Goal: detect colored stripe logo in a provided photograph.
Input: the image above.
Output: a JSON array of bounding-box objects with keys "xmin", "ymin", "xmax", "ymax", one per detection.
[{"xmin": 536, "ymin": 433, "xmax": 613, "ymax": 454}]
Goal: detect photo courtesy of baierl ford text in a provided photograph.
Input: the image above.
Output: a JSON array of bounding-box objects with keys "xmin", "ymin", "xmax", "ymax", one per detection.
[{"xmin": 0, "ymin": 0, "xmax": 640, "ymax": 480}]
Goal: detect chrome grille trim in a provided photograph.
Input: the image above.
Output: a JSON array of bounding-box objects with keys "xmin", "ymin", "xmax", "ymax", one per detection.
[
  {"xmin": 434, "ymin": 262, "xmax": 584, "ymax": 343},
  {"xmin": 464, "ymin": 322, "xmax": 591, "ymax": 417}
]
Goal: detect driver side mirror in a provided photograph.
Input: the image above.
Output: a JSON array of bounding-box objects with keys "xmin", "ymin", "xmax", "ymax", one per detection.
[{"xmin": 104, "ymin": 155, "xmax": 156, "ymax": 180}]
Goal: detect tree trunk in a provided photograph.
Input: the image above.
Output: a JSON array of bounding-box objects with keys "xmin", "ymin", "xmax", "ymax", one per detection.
....
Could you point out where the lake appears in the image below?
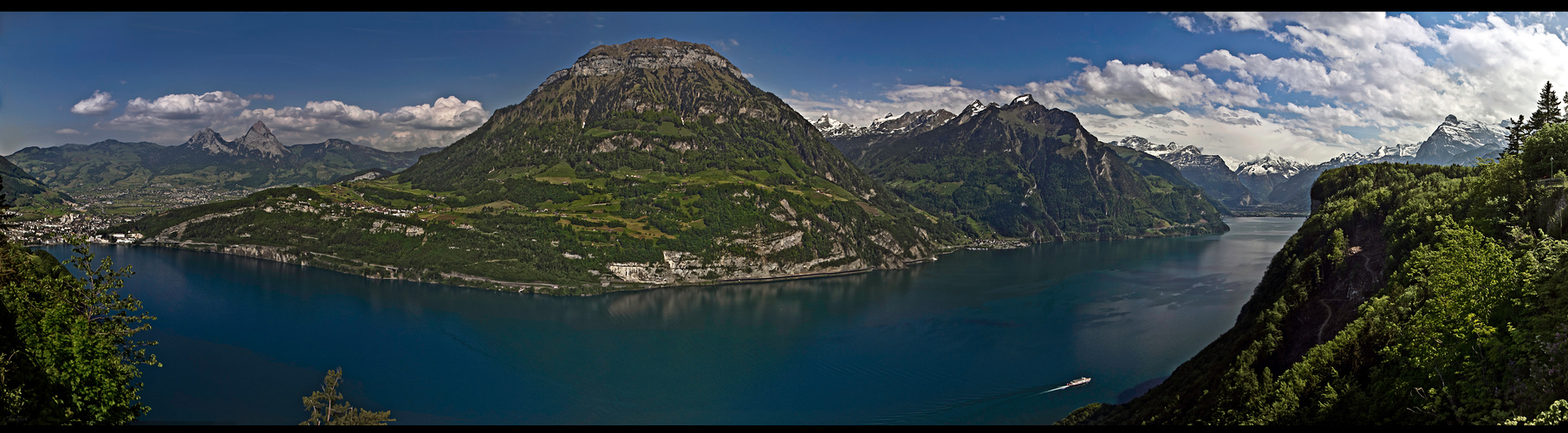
....
| AIM OF THE EXERCISE |
Return, unchanged, every line of the data above that contains the string "provided", treating uppercase and lowercase letters as distinct.

| OUTPUT BELOW |
Goal: detect colored stripe logo in a provided photograph.
Goal: detect photo courtesy of baierl ford text in a provided photograph.
Goal: detect chrome grille trim in a provided photograph.
Goal: detect driver side mirror in a provided photograph.
Goal: detect tree trunk in a provided photograph.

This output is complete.